Items listed in a dataset:
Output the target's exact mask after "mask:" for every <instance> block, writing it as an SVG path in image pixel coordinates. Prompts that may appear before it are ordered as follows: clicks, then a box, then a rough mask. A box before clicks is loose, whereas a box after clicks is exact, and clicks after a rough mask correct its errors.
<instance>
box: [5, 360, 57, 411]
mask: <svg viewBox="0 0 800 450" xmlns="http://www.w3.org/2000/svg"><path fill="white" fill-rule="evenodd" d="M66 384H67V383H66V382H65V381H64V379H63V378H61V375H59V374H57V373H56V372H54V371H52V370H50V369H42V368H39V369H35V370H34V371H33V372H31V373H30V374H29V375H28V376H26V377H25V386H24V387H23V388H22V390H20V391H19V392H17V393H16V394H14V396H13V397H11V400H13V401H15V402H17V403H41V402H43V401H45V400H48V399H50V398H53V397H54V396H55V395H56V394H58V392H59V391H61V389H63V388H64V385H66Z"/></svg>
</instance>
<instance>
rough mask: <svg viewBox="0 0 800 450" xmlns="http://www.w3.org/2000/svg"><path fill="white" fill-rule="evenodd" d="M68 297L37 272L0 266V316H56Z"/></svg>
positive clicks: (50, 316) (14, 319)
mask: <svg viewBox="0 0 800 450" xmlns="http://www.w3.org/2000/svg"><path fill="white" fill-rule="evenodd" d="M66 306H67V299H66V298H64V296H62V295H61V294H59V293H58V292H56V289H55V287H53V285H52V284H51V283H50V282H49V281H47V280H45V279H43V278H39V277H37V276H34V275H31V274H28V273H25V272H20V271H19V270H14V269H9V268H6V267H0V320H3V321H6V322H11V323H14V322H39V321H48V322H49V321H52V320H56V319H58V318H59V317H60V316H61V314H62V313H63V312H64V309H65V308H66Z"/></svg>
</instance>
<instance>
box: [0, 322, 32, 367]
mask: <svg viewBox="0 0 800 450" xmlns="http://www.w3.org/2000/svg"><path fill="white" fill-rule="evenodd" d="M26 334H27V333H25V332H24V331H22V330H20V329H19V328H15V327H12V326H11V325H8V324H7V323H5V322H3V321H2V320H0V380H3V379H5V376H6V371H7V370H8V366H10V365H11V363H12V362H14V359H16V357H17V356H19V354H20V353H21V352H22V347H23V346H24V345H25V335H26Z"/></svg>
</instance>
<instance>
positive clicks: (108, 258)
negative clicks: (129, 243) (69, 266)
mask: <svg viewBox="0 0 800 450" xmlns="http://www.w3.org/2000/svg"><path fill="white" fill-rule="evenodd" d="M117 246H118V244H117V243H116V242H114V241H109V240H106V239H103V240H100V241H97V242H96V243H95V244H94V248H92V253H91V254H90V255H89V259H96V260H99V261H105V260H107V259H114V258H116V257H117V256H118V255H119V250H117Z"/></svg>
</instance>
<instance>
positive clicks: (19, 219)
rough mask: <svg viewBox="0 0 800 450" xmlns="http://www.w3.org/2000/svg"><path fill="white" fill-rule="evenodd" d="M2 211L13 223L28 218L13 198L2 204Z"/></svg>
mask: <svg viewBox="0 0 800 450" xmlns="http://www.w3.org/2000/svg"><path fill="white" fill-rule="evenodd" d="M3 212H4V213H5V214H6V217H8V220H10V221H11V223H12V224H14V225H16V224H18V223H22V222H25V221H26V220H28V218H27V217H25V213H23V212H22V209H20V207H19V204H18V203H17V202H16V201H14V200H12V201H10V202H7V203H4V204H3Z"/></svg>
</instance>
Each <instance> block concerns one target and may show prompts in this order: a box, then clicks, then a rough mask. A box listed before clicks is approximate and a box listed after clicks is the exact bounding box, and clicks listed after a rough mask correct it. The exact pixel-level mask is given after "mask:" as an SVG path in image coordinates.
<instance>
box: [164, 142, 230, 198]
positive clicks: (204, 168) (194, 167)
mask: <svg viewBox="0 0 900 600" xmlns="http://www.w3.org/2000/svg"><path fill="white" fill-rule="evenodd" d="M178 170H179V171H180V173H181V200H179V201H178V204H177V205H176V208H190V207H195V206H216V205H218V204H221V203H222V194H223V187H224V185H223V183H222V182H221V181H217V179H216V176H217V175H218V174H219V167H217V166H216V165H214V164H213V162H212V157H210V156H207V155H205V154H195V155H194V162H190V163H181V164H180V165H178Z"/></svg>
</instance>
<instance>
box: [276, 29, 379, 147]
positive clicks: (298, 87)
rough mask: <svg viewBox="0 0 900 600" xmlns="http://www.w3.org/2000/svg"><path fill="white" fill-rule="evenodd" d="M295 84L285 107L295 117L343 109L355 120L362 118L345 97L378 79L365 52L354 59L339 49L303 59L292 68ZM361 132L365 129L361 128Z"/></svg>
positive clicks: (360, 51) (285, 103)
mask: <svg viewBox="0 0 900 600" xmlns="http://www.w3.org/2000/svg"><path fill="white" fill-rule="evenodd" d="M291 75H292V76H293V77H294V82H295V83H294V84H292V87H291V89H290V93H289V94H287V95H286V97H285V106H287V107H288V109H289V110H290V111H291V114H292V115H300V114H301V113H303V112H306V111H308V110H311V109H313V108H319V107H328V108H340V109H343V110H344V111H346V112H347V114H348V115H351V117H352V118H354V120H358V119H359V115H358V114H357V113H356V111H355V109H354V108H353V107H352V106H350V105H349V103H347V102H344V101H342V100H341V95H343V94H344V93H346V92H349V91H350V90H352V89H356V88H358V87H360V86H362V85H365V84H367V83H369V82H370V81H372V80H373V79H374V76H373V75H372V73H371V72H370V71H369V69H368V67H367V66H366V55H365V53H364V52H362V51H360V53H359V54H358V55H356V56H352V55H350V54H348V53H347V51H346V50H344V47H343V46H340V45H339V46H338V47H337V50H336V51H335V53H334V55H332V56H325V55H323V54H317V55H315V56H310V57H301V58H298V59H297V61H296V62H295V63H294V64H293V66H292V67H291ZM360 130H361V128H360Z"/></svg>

Task objective.
Copy the records. Each line should match exactly.

Solution for this exercise.
Output the target's exact mask after "mask:" for every <instance> block, writing it as an SVG path in image pixel coordinates. Prompts that may appear before it are ordered as follows: clicks, then a box, then a rough mask. A box before clicks is loose, whereas a box after clicks is exact, and clicks after a rough mask correct its errors.
<instance>
box: [5, 360, 57, 411]
mask: <svg viewBox="0 0 800 450" xmlns="http://www.w3.org/2000/svg"><path fill="white" fill-rule="evenodd" d="M66 384H67V383H66V382H65V381H64V379H63V378H61V375H59V374H57V373H56V372H54V371H52V370H50V369H42V368H39V369H35V370H34V371H33V372H31V373H30V374H29V375H28V376H26V377H25V386H24V387H23V388H22V390H20V391H19V392H17V393H16V394H14V396H13V397H11V400H13V401H15V402H17V403H41V402H43V401H45V400H48V399H50V398H53V397H54V396H55V395H56V394H58V392H59V391H61V389H63V388H64V385H66Z"/></svg>
</instance>
<instance>
rough mask: <svg viewBox="0 0 800 450" xmlns="http://www.w3.org/2000/svg"><path fill="white" fill-rule="evenodd" d="M68 297L37 272L0 266V316H56Z"/></svg>
positive clicks: (50, 316) (14, 319)
mask: <svg viewBox="0 0 800 450" xmlns="http://www.w3.org/2000/svg"><path fill="white" fill-rule="evenodd" d="M66 306H67V299H66V298H64V296H62V295H61V294H59V293H58V292H56V289H55V287H53V285H52V284H51V283H50V282H49V281H47V280H45V279H43V278H39V277H37V276H34V275H31V274H28V273H25V272H20V271H19V270H14V269H9V268H6V267H0V320H3V321H6V322H11V323H14V322H39V321H48V322H49V321H52V320H56V319H58V318H59V317H60V316H61V314H62V313H63V312H64V309H65V308H66Z"/></svg>
</instance>
<instance>
box: [0, 322, 32, 367]
mask: <svg viewBox="0 0 800 450" xmlns="http://www.w3.org/2000/svg"><path fill="white" fill-rule="evenodd" d="M26 334H27V333H25V332H24V331H22V330H20V329H19V328H15V327H12V326H11V325H8V324H7V323H5V322H3V321H2V320H0V380H3V379H5V376H6V371H7V370H8V366H10V365H11V363H12V362H14V359H16V357H17V356H19V354H20V353H21V352H22V347H23V346H24V345H25V335H26Z"/></svg>
</instance>
<instance>
positive clicks: (108, 258)
negative clicks: (129, 243) (69, 266)
mask: <svg viewBox="0 0 800 450" xmlns="http://www.w3.org/2000/svg"><path fill="white" fill-rule="evenodd" d="M117 246H118V244H117V243H116V242H114V241H109V240H106V239H103V240H100V241H97V242H96V243H95V244H94V248H92V253H91V254H90V255H89V259H96V260H99V261H105V260H107V259H114V258H116V257H117V256H118V255H119V250H117Z"/></svg>
</instance>
<instance>
positive clicks: (19, 219)
rough mask: <svg viewBox="0 0 800 450" xmlns="http://www.w3.org/2000/svg"><path fill="white" fill-rule="evenodd" d="M2 211L13 223L28 218L13 198L2 204Z"/></svg>
mask: <svg viewBox="0 0 800 450" xmlns="http://www.w3.org/2000/svg"><path fill="white" fill-rule="evenodd" d="M3 212H4V213H5V214H6V217H8V220H10V221H11V223H12V224H14V225H16V224H18V223H22V222H25V221H26V220H28V218H27V217H25V213H23V212H22V209H20V207H19V204H18V203H17V202H16V201H14V200H12V201H10V202H7V203H4V204H3Z"/></svg>
</instance>
Each <instance> block concerns one target and may show prompts in this order: a box, then clicks, then a rough mask. A box listed before clicks is approximate and a box listed after clicks is the exact bounding box, and clicks listed after a rough mask correct it. The exact pixel-level mask is given after "mask:" as an SVG path in image coordinates.
<instance>
box: [164, 142, 230, 198]
positive clicks: (204, 168) (194, 167)
mask: <svg viewBox="0 0 900 600" xmlns="http://www.w3.org/2000/svg"><path fill="white" fill-rule="evenodd" d="M178 170H179V171H180V173H181V200H179V201H178V204H177V205H176V208H190V207H195V206H216V205H218V204H221V203H222V194H223V187H224V185H223V183H222V182H221V181H217V179H216V176H217V175H218V174H219V167H217V166H216V165H214V164H213V162H212V157H210V156H207V155H205V154H195V155H194V162H190V163H181V164H180V165H178Z"/></svg>
</instance>
<instance>
box: [276, 29, 379, 147]
positive clicks: (298, 87)
rough mask: <svg viewBox="0 0 900 600" xmlns="http://www.w3.org/2000/svg"><path fill="white" fill-rule="evenodd" d="M295 84L285 107L295 117L343 109L355 120L362 118L345 97L378 79L365 52L354 59L339 49L303 59L292 68ZM361 132L365 129L361 128Z"/></svg>
positive clicks: (360, 51) (285, 103)
mask: <svg viewBox="0 0 900 600" xmlns="http://www.w3.org/2000/svg"><path fill="white" fill-rule="evenodd" d="M291 75H292V76H293V77H294V82H295V83H294V84H292V87H291V89H290V93H289V94H287V95H286V97H285V106H287V107H288V109H289V110H290V111H291V114H292V115H300V114H301V113H303V112H306V111H308V110H311V109H313V108H319V107H328V108H340V109H343V110H344V111H346V112H347V114H348V115H351V117H352V118H354V120H358V119H359V115H358V114H357V113H356V111H355V109H354V108H353V107H352V106H350V105H349V103H347V102H344V101H342V100H341V95H343V94H344V93H346V92H349V91H350V90H352V89H356V88H358V87H360V86H362V85H365V84H367V83H369V82H370V81H372V80H373V79H374V76H373V75H372V73H371V72H370V71H369V69H368V67H367V66H366V55H365V53H364V52H362V51H360V53H359V54H358V55H356V56H352V55H350V54H348V53H347V51H346V50H344V47H343V46H340V45H339V46H338V47H337V50H336V51H335V53H334V55H332V56H325V55H323V54H317V55H315V56H310V57H301V58H298V59H297V61H296V62H295V63H294V64H293V66H292V67H291ZM360 130H361V128H360Z"/></svg>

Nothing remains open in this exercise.